Records from a data source
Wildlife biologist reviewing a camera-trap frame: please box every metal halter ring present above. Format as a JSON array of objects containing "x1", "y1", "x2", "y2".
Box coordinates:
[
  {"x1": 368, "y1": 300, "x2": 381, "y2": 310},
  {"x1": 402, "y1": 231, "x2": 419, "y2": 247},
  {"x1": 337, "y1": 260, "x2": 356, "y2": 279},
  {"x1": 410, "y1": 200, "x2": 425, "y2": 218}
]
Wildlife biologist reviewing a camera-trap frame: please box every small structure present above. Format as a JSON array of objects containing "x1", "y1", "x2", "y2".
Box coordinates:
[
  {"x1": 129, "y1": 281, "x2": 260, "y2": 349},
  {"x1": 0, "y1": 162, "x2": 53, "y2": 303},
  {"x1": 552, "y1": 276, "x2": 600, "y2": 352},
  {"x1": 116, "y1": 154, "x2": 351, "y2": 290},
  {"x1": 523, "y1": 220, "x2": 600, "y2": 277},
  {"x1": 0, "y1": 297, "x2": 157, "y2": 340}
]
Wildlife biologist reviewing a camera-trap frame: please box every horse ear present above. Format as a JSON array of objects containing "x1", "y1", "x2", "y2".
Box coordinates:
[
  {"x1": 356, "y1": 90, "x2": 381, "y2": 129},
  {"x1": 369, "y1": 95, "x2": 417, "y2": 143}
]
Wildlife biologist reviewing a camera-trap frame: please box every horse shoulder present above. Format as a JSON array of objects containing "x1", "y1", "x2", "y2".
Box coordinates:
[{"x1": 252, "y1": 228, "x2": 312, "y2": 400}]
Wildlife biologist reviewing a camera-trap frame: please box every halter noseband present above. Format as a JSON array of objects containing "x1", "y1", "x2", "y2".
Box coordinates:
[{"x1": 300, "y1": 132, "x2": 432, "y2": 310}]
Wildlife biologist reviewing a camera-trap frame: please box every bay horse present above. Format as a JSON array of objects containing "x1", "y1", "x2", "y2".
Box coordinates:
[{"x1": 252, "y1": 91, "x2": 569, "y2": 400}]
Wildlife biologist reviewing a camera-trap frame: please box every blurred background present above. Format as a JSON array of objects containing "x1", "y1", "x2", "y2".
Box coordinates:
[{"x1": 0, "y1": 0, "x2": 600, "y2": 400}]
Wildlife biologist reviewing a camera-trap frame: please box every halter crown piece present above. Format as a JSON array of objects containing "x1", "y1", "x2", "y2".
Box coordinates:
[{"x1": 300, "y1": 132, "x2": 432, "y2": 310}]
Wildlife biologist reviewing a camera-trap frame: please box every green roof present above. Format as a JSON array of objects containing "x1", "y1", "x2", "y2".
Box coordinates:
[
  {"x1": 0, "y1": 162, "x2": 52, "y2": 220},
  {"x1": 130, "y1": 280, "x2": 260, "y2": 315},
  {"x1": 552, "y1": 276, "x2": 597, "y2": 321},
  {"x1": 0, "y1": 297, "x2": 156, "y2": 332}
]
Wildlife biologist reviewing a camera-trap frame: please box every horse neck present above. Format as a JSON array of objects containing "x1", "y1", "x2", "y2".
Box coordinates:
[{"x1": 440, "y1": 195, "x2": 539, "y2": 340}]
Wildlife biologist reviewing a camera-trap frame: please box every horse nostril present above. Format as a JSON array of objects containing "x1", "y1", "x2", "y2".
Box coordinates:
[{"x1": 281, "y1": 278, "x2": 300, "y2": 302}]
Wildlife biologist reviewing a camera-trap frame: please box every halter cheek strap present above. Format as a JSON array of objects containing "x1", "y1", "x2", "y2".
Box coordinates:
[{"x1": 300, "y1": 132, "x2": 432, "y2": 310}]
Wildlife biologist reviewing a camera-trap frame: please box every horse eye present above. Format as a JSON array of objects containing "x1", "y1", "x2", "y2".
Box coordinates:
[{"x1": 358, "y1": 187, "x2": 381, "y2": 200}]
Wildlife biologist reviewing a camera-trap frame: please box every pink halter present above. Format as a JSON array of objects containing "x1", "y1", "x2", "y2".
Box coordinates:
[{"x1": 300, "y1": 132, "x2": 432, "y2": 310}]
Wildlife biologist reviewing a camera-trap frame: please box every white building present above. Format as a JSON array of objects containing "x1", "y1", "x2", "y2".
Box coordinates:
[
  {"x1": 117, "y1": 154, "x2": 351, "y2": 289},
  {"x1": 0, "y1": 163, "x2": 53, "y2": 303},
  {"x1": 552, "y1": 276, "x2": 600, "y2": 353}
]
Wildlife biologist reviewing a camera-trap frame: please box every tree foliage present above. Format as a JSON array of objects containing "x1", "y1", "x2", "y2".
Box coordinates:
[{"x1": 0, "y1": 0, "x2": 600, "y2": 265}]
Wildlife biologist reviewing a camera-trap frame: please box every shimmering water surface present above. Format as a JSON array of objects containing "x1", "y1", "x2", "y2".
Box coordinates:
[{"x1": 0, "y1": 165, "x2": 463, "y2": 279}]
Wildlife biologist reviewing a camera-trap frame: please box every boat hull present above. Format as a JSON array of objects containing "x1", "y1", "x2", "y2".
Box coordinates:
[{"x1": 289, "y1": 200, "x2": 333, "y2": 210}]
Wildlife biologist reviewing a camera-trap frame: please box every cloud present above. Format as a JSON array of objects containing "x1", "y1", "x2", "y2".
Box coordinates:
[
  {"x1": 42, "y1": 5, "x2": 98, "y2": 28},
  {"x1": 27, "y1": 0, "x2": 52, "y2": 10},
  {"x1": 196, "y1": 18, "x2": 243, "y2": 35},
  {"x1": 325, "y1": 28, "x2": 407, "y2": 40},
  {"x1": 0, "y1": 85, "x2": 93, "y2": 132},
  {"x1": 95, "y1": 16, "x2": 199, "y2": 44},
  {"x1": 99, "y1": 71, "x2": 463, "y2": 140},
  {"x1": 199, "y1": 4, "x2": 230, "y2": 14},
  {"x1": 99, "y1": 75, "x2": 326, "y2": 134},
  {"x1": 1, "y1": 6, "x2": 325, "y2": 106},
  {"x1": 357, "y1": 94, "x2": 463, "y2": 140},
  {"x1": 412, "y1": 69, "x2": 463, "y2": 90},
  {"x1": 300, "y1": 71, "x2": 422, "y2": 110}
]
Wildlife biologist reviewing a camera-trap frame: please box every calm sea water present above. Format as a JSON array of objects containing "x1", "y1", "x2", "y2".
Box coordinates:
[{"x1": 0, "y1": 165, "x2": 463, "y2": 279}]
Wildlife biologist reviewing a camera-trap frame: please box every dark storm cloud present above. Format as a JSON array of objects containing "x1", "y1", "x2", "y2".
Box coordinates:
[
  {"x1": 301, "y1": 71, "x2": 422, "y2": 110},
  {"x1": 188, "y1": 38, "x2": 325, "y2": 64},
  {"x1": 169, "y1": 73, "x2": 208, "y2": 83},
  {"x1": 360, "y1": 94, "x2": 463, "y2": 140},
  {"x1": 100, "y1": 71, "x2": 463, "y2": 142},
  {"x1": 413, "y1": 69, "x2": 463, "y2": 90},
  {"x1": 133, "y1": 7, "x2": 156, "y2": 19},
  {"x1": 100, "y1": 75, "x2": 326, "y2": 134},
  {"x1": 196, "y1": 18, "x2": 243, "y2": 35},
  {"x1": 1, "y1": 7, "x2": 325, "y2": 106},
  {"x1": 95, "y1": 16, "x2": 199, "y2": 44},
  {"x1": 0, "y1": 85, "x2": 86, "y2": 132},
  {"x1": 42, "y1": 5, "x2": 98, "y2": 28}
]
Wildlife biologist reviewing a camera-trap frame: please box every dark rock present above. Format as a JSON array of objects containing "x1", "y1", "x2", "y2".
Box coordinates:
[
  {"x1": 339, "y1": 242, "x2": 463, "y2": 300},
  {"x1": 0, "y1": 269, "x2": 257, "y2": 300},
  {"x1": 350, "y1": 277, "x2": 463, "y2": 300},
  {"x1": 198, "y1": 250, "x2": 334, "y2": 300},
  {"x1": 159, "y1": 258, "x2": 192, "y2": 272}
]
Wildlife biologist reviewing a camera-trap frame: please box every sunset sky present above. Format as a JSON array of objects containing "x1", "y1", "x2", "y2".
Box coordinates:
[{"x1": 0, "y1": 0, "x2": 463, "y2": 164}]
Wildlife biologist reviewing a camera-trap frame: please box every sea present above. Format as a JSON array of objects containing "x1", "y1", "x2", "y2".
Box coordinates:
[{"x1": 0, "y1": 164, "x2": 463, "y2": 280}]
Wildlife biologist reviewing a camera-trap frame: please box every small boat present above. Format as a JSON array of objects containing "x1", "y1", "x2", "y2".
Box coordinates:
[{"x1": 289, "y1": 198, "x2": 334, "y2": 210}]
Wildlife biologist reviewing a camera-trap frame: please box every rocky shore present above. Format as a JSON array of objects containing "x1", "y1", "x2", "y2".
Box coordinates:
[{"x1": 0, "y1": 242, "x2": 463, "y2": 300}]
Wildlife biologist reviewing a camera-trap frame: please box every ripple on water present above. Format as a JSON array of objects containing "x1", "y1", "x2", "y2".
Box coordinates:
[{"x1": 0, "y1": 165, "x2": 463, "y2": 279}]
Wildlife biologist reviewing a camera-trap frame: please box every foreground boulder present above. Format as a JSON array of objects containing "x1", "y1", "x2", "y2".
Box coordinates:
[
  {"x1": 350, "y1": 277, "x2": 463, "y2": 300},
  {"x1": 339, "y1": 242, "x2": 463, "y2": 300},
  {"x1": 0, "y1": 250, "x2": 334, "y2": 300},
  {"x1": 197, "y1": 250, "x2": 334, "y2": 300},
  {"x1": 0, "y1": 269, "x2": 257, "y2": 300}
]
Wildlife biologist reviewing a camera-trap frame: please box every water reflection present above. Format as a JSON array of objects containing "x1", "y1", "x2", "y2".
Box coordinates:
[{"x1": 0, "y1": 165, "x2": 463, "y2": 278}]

Stated problem. Reproduce the records above exactly, starting with the line that contains "box every ripple" and ending with the last line.

Answer in full.
Wildlife biologist reviewing a camera-trap frame: please box every ripple on water present above. Format as a JSON array of objects containing "x1", "y1", "x2", "y2".
Box coordinates:
[{"x1": 0, "y1": 165, "x2": 463, "y2": 279}]
Wildlife biologist reviewing a camera-trap frame: please box every foreground boulder present above. Format as a JSON array of objects containing "x1", "y1", "x2", "y2".
Box coordinates:
[
  {"x1": 350, "y1": 277, "x2": 463, "y2": 300},
  {"x1": 339, "y1": 242, "x2": 463, "y2": 300},
  {"x1": 0, "y1": 250, "x2": 334, "y2": 300},
  {"x1": 197, "y1": 250, "x2": 334, "y2": 300},
  {"x1": 0, "y1": 269, "x2": 257, "y2": 300}
]
Wildlife biologist reviewing a camera-trap frame: please box every water reflection present above. Format as a JSON array of objects containing "x1", "y1", "x2", "y2".
Box coordinates:
[{"x1": 0, "y1": 165, "x2": 463, "y2": 278}]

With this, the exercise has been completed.